• Short exercise: Please return everything from the line containing "Give the mask of every instance of the **truck" down to the end of the data below, copied word for word and with the pictures left out.

::: Data

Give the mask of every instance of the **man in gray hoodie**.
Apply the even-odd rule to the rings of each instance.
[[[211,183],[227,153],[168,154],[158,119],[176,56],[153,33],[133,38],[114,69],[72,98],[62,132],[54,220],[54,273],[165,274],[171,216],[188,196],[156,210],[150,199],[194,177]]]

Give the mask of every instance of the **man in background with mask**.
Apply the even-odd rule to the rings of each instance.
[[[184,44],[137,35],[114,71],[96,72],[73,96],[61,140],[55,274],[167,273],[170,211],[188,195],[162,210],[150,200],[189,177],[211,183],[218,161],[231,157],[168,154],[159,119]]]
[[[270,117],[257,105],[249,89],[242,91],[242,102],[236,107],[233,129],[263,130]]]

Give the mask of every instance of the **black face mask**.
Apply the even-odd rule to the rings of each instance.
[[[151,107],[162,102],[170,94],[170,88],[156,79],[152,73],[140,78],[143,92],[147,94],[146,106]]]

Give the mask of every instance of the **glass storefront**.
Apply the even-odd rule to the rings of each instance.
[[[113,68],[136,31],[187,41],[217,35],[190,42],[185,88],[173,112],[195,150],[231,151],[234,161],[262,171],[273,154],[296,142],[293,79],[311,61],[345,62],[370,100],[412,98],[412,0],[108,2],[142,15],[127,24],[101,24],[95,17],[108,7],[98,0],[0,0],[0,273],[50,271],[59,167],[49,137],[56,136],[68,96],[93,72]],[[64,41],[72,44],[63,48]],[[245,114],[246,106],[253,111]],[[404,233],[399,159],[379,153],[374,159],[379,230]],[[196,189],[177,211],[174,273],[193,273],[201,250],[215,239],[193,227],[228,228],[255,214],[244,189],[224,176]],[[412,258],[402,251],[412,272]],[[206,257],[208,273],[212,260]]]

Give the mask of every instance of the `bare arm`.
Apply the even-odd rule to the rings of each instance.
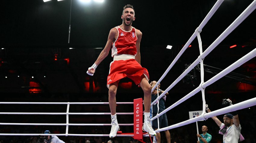
[[[142,33],[139,30],[136,29],[136,35],[137,36],[137,42],[136,42],[136,49],[137,54],[135,56],[135,60],[139,63],[140,64],[140,52],[139,51],[140,41],[141,40],[141,37],[142,36]]]
[[[112,42],[115,39],[115,37],[117,34],[117,30],[115,28],[113,28],[110,30],[107,44],[102,51],[101,51],[99,57],[95,61],[95,63],[98,65],[108,55],[108,52],[111,48]]]
[[[117,37],[118,34],[118,32],[116,28],[113,28],[110,30],[106,45],[105,46],[104,49],[100,54],[97,60],[94,63],[97,65],[97,66],[98,66],[101,62],[108,55],[108,52],[111,48],[111,45],[112,44],[112,42],[115,39],[116,37]],[[93,68],[89,68],[88,69],[88,72],[89,73],[93,74],[92,75],[93,75],[93,74],[95,72],[95,69]]]
[[[234,124],[237,127],[239,127],[239,124],[240,124],[240,122],[239,122],[239,119],[238,118],[238,115],[237,115],[235,116],[233,116],[233,121],[234,121]]]
[[[207,111],[208,113],[211,112],[211,111],[210,109],[208,109],[207,110]],[[220,121],[220,120],[219,120],[219,119],[217,118],[217,117],[216,116],[212,117],[211,118],[215,121],[215,122],[217,124],[217,125],[219,127],[220,127],[220,125],[221,124],[221,122]]]

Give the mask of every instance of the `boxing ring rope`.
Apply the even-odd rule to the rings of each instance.
[[[216,4],[214,5],[214,7],[210,11],[213,12],[215,10],[214,7],[216,7],[219,6],[219,4],[222,2],[221,1],[218,1]],[[217,75],[206,82],[204,82],[204,70],[203,64],[203,61],[204,58],[208,55],[213,49],[216,47],[223,39],[224,39],[231,32],[232,32],[235,28],[236,28],[256,8],[256,0],[254,0],[251,3],[251,4],[245,9],[245,10],[237,17],[237,18],[229,25],[229,26],[221,34],[220,36],[208,47],[208,48],[203,52],[202,53],[202,49],[201,47],[201,37],[199,33],[201,31],[202,28],[198,27],[196,29],[195,32],[187,42],[187,43],[184,46],[183,48],[181,50],[180,52],[178,54],[171,65],[168,67],[167,69],[165,72],[164,74],[160,78],[159,80],[157,83],[157,84],[152,88],[151,92],[153,92],[155,88],[161,82],[162,79],[166,75],[167,73],[169,72],[171,68],[172,67],[175,63],[177,60],[181,56],[181,54],[184,52],[184,51],[187,48],[188,45],[190,44],[192,41],[195,38],[195,35],[198,37],[198,39],[199,45],[199,50],[200,51],[200,55],[198,56],[198,58],[187,68],[186,70],[171,85],[165,90],[163,92],[161,95],[158,96],[154,102],[152,102],[151,106],[153,105],[155,103],[161,98],[166,93],[169,91],[171,88],[173,87],[176,84],[180,81],[186,75],[190,72],[197,64],[200,63],[201,68],[201,82],[199,86],[195,89],[189,93],[188,95],[183,97],[182,99],[176,102],[174,104],[166,109],[165,110],[159,114],[157,114],[157,115],[151,119],[151,120],[153,120],[156,118],[158,118],[159,116],[166,113],[167,111],[169,111],[173,107],[182,103],[186,99],[188,99],[191,96],[194,95],[195,94],[198,93],[200,90],[202,92],[202,98],[203,100],[203,113],[202,114],[195,118],[193,118],[178,124],[173,125],[167,127],[159,129],[159,128],[157,130],[158,132],[161,131],[167,130],[173,128],[179,127],[181,126],[186,125],[191,123],[195,122],[200,120],[205,120],[208,118],[211,117],[215,116],[217,116],[226,113],[231,111],[233,111],[239,109],[244,109],[256,105],[256,98],[254,98],[250,99],[244,101],[242,102],[233,105],[232,106],[224,108],[214,111],[210,113],[205,113],[205,101],[204,99],[204,90],[205,88],[208,86],[214,83],[215,81],[225,76],[226,75],[230,72],[236,68],[240,66],[242,64],[250,60],[256,56],[256,48],[252,50],[249,53],[246,54],[239,60],[233,64],[228,67],[227,68],[223,70]],[[213,10],[214,9],[214,10]],[[216,10],[215,10],[216,11]],[[211,17],[212,13],[209,14],[208,13],[207,16],[207,17]],[[203,27],[204,26],[206,22],[208,20],[208,18],[205,18],[200,24],[200,26]],[[158,102],[159,103],[159,102]],[[235,106],[234,106],[235,105]],[[159,121],[158,121],[159,122]]]
[[[188,47],[189,45],[194,40],[196,36],[198,37],[199,45],[200,55],[191,65],[163,93],[158,96],[157,99],[152,102],[151,105],[152,106],[156,102],[161,99],[166,93],[170,90],[175,85],[179,82],[182,78],[193,68],[198,63],[200,63],[201,67],[201,82],[199,86],[195,89],[188,94],[187,95],[180,100],[174,104],[167,108],[165,110],[160,113],[158,114],[157,115],[151,119],[153,120],[156,119],[162,115],[164,113],[176,107],[187,99],[192,96],[195,95],[200,90],[202,93],[202,99],[203,100],[203,113],[202,115],[191,119],[179,123],[169,126],[167,127],[159,129],[157,130],[158,132],[163,131],[170,129],[175,128],[178,127],[184,126],[191,123],[195,122],[201,120],[207,119],[209,118],[214,116],[226,113],[227,112],[234,111],[239,109],[244,109],[256,105],[256,98],[254,98],[244,101],[242,102],[235,104],[233,105],[225,108],[220,109],[209,113],[205,112],[205,102],[204,100],[204,90],[205,88],[209,85],[214,83],[226,75],[234,69],[239,67],[243,63],[256,56],[256,48],[254,49],[244,56],[239,60],[228,66],[226,69],[220,72],[218,74],[204,82],[204,70],[203,60],[204,58],[223,39],[224,39],[229,34],[236,28],[256,8],[256,0],[254,0],[246,9],[240,14],[240,15],[221,34],[220,36],[207,48],[203,52],[201,46],[201,42],[200,37],[200,33],[202,29],[204,27],[212,16],[224,0],[218,0],[216,2],[209,13],[204,19],[199,26],[195,31],[195,32],[190,38],[189,40],[185,44],[178,54],[172,62],[169,67],[161,77],[157,83],[157,84],[152,88],[152,92],[154,90],[157,85],[159,84],[163,79],[165,77],[168,72],[172,68],[174,64],[176,63],[178,59]],[[159,102],[158,102],[159,103]],[[117,102],[117,104],[133,104],[133,102]],[[105,126],[111,125],[111,124],[70,124],[69,123],[69,115],[110,115],[110,113],[70,113],[69,112],[69,106],[70,104],[108,104],[108,102],[0,102],[0,104],[64,104],[67,105],[67,112],[62,113],[49,113],[49,112],[0,112],[0,114],[38,114],[38,115],[66,115],[66,122],[65,124],[40,124],[40,123],[0,123],[0,125],[66,125],[66,133],[48,134],[49,135],[65,136],[108,136],[108,134],[72,134],[68,133],[68,127],[70,125],[80,126]],[[133,113],[117,113],[117,114],[133,114]],[[119,124],[120,125],[133,125],[133,124]],[[0,135],[5,136],[38,136],[39,135],[44,136],[43,134],[9,134],[0,133]],[[133,136],[133,134],[118,134],[117,136]]]
[[[133,104],[133,102],[117,102],[117,104]],[[67,104],[67,112],[0,112],[0,114],[25,114],[25,115],[66,115],[66,123],[46,124],[46,123],[0,123],[3,125],[58,125],[66,126],[66,133],[49,134],[50,135],[72,136],[109,136],[109,134],[69,134],[69,126],[111,126],[111,124],[70,124],[68,122],[69,115],[111,115],[111,113],[73,113],[69,112],[69,105],[70,104],[108,104],[108,102],[0,102],[0,104]],[[133,115],[133,112],[117,113],[117,115]],[[120,126],[133,126],[133,124],[119,124]],[[8,136],[44,136],[43,134],[20,134],[20,133],[0,133],[1,135]],[[118,135],[119,136],[133,136],[133,134]]]

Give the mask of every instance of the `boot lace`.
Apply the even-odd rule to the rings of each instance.
[[[111,132],[112,132],[115,131],[116,127],[117,126],[117,124],[115,122],[115,121],[113,120],[112,121],[111,124],[112,125],[112,127],[111,127]]]

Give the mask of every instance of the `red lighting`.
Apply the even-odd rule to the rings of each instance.
[[[64,60],[67,61],[67,64],[68,65],[69,64],[69,58],[64,59]]]
[[[234,48],[235,47],[236,47],[236,45],[233,45],[233,46],[231,46],[230,47],[229,47],[229,48]]]
[[[42,91],[39,84],[36,82],[30,81],[29,82],[29,86],[30,87],[29,89],[29,93],[40,93]]]

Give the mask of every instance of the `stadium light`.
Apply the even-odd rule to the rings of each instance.
[[[167,48],[167,49],[171,49],[172,47],[173,47],[173,46],[170,46],[170,45],[167,45],[167,47],[166,47],[166,48]]]

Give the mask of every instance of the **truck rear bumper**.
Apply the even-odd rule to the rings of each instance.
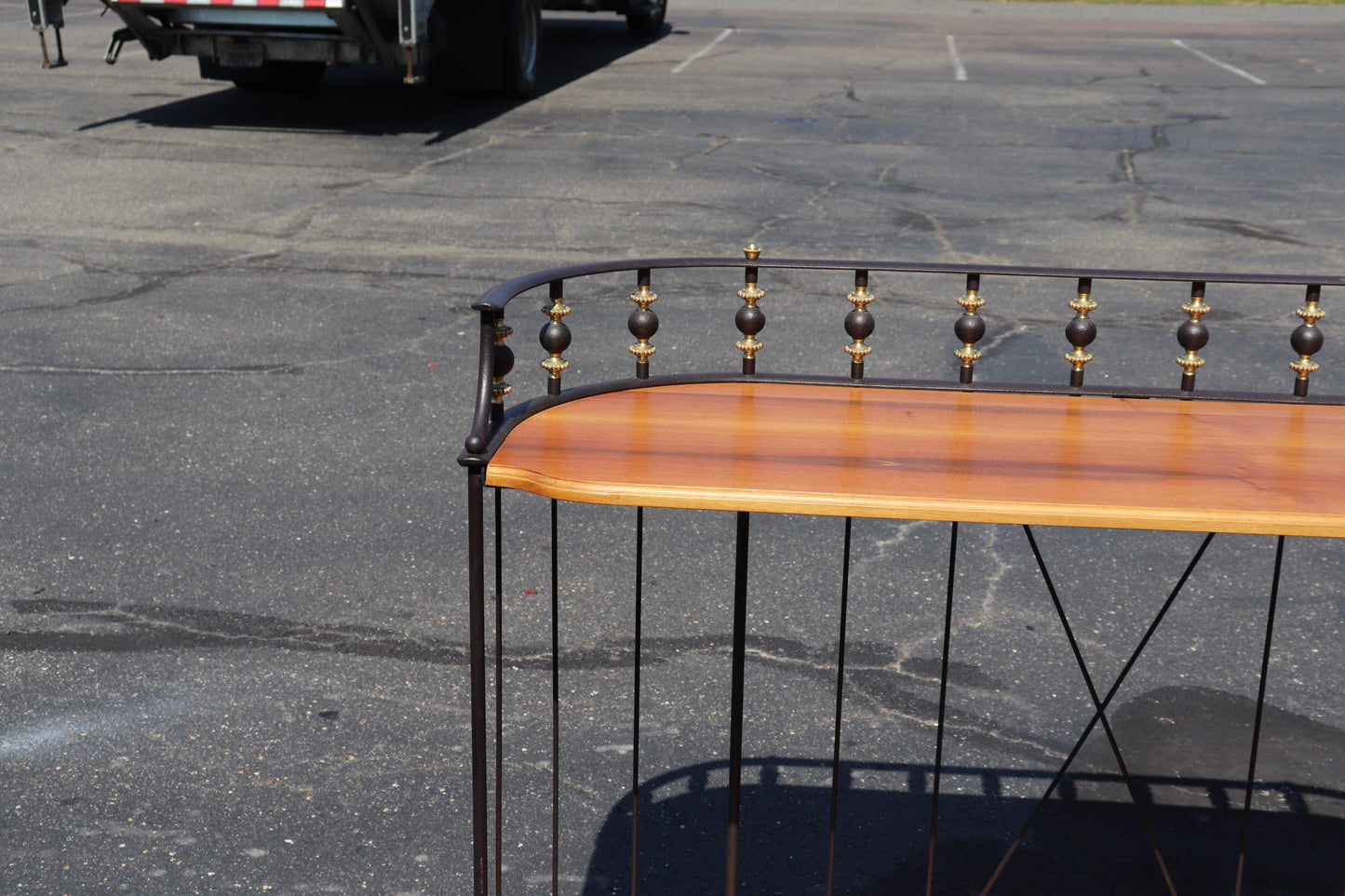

::::::

• Result of the task:
Give the mask of every instance of the **truck rear bumper**.
Apply the even-odd rule to the rings of each instance.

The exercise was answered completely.